━━━ Provided passage

Dear Ask a Scholar,
I have been in many religious debates over the existence of God. One of the major questions that has been asked of me is “Do you believe that Noah lived to be nine hundred years old?” It has been my understanding that as God must give way to science so science must give way to God. My question is this: If Noah did in fact live to be 900 years old, is it possible (that before the creation of the current calendar) he did live to be 900 years old by the calendar of that day? I only ask because it seems that the current calendar came after Noah’s time, and I have not been able to find a justifiable answer to this question as all my research brings me to the current calendar.
- Lael Tangeman
Answered by Jon Levenson, Albert A. List Professor of Jewish Studies at Harvard University. His work concentrates on the interpretation of the Hebrew Bible, and he has a strong interest in the philosophical and theological issues involved in biblical studies, especially the relationship of premodern modes of interpretation to modern historical criticism.

━━━━━━
━━━ Exercise data

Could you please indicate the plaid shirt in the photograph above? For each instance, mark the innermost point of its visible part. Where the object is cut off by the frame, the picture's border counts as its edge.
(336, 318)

━━━━━━

● Your instructions
On the Ask a Scholar page, what title does Jon Levenson hold at Harvard University? The material after the Ask a Scholar page comes from a different source.

● Written solution
Albert A. List Professor of Jewish Studies